## What to work on
Pick out and copy each line in the entries below that contains the word "discharge". Case counts.

++++ Exercise data ++++

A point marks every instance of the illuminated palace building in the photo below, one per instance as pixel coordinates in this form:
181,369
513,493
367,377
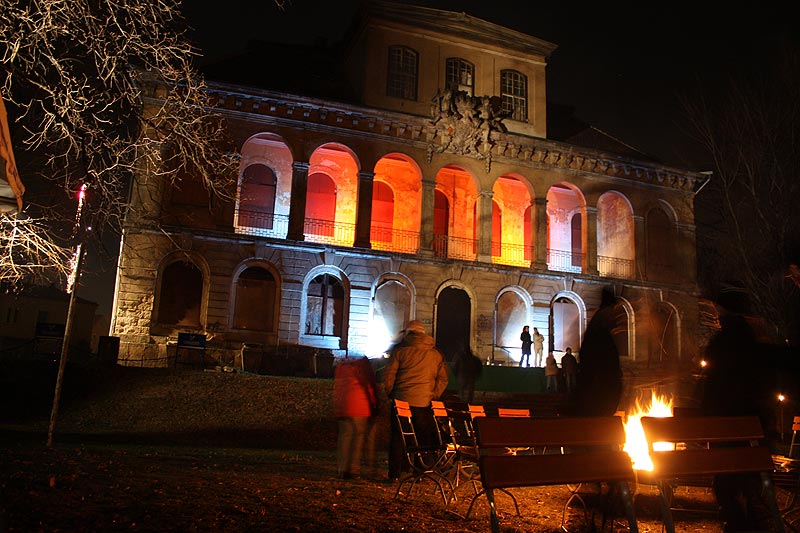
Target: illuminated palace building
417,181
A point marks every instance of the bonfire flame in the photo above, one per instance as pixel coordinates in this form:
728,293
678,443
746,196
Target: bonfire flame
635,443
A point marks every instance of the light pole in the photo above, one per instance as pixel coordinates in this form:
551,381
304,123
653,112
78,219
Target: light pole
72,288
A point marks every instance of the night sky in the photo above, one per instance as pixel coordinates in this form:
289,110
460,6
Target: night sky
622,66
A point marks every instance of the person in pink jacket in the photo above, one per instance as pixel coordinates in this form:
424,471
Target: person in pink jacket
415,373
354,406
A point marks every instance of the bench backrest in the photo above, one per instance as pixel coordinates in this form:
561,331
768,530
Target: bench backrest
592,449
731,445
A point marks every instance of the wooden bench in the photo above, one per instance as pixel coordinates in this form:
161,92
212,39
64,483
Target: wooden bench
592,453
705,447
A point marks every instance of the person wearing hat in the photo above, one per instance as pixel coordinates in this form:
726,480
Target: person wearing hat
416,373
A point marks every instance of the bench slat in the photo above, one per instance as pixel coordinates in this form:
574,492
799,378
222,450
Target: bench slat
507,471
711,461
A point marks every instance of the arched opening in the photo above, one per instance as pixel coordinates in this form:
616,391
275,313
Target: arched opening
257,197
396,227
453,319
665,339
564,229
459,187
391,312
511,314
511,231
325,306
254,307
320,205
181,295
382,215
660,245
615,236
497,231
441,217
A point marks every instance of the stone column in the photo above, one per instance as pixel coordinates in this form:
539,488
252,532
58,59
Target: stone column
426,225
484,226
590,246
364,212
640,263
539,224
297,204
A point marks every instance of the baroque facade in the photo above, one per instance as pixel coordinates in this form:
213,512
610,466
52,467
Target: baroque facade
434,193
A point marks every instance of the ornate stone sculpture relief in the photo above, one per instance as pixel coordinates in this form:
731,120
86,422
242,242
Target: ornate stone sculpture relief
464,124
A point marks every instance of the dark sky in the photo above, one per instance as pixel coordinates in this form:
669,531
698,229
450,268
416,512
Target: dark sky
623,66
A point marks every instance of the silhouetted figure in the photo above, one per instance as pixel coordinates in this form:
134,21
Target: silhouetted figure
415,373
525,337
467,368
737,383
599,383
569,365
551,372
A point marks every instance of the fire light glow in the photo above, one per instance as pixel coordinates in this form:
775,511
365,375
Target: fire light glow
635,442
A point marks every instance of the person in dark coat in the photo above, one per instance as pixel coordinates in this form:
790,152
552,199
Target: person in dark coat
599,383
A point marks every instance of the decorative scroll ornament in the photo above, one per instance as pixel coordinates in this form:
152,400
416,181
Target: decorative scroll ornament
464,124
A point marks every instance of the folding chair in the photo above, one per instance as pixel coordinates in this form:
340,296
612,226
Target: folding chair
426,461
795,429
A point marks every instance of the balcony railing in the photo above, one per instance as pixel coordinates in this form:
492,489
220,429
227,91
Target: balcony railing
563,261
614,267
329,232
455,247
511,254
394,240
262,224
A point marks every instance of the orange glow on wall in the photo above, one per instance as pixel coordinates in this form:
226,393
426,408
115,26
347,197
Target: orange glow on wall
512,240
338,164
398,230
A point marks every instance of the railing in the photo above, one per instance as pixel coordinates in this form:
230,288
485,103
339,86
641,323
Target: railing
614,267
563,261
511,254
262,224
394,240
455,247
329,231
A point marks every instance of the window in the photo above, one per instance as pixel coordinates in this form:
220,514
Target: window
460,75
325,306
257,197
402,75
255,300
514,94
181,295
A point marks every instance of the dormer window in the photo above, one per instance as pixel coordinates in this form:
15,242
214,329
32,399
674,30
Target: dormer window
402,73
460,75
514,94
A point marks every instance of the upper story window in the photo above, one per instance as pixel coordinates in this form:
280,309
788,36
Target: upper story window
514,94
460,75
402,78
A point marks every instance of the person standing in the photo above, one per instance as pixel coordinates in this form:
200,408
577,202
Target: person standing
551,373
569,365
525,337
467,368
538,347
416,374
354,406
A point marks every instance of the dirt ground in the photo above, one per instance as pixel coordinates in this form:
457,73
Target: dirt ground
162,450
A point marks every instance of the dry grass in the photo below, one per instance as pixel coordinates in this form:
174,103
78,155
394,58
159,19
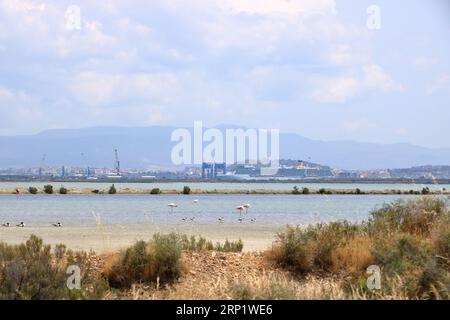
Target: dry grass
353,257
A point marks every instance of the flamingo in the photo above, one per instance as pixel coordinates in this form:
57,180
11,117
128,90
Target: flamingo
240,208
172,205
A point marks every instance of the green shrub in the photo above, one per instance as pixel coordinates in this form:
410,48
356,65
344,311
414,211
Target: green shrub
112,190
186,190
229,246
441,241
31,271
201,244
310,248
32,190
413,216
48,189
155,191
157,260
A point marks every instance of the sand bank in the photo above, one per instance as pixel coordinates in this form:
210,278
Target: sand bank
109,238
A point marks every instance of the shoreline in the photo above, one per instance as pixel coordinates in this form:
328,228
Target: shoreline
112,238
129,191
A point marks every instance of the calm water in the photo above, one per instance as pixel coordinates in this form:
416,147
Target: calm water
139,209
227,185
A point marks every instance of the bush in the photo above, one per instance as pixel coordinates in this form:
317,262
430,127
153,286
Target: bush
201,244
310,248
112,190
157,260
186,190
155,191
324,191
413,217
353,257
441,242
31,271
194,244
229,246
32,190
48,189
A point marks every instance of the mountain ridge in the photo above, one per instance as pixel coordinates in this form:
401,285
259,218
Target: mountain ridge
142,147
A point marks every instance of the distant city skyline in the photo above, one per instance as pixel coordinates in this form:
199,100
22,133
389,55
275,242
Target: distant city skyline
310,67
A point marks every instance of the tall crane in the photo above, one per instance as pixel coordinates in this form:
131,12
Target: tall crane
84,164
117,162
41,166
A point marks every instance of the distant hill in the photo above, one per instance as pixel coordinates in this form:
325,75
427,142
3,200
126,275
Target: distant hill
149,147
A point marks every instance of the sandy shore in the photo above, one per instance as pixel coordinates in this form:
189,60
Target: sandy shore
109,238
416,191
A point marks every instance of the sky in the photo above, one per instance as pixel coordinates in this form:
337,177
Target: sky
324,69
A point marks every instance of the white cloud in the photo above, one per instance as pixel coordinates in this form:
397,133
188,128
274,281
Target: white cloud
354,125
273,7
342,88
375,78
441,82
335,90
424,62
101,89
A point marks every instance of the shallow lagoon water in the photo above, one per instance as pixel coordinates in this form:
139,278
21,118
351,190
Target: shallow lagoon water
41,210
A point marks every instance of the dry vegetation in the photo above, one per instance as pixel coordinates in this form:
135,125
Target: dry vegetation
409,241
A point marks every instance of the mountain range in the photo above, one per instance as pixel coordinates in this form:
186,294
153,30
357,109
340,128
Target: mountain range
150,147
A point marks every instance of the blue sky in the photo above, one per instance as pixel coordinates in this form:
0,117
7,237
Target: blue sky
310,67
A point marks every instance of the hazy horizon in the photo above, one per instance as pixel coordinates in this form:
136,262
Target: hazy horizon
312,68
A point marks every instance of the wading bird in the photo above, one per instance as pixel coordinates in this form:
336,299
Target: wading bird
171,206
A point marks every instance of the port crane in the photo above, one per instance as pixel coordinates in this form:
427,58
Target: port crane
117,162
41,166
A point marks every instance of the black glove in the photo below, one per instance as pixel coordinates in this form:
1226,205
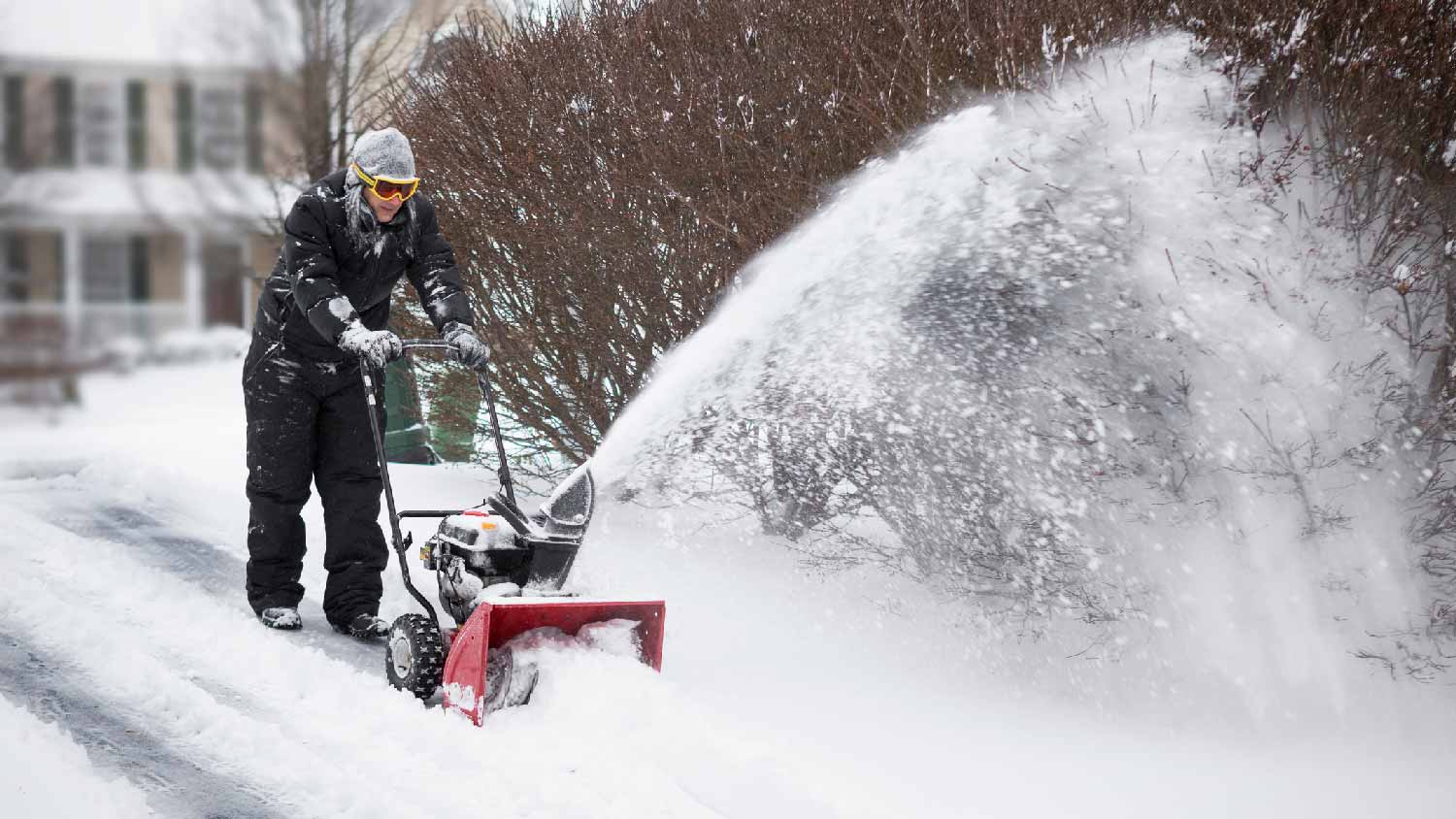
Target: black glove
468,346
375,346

++++
++++ Exercise data ++++

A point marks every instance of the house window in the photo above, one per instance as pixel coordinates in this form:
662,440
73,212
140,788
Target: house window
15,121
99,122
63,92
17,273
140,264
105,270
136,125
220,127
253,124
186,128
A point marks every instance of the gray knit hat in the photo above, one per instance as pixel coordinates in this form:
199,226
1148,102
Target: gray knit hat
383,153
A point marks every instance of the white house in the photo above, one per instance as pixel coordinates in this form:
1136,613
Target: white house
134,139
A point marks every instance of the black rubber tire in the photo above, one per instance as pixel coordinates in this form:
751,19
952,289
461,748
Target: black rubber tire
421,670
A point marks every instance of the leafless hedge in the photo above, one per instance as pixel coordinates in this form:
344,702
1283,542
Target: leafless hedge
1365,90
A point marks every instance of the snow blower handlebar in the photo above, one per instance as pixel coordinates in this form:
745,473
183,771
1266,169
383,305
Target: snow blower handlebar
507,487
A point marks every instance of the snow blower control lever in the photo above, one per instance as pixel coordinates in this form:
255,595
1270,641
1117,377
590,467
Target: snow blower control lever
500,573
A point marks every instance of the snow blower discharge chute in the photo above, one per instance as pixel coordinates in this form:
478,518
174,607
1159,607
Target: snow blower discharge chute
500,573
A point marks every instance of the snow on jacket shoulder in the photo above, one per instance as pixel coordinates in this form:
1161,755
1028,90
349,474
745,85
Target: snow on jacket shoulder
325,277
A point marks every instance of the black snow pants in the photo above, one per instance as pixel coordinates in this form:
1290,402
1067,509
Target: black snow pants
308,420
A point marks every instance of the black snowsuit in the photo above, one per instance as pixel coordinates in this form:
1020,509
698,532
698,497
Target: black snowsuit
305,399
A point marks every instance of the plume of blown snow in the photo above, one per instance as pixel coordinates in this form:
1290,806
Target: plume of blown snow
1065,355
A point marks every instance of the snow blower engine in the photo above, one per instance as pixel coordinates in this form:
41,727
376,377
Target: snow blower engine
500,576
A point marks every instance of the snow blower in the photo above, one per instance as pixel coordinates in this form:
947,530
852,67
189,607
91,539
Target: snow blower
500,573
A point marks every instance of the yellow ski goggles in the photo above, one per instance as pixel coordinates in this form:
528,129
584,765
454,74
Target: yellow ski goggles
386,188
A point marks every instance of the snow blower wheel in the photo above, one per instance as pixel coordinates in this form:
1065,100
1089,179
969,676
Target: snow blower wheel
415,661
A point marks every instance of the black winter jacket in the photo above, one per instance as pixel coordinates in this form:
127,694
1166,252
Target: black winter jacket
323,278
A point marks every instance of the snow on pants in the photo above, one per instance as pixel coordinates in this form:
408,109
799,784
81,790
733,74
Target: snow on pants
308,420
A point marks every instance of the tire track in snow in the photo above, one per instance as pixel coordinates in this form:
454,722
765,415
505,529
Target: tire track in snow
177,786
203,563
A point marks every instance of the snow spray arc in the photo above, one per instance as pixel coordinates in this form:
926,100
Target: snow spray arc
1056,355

++++

## Reply to the exercise
A point marks every instance of the snow blower discharge chute in the photo above, one per instance as pixel coordinates in this form:
Target: snow blower discharge chute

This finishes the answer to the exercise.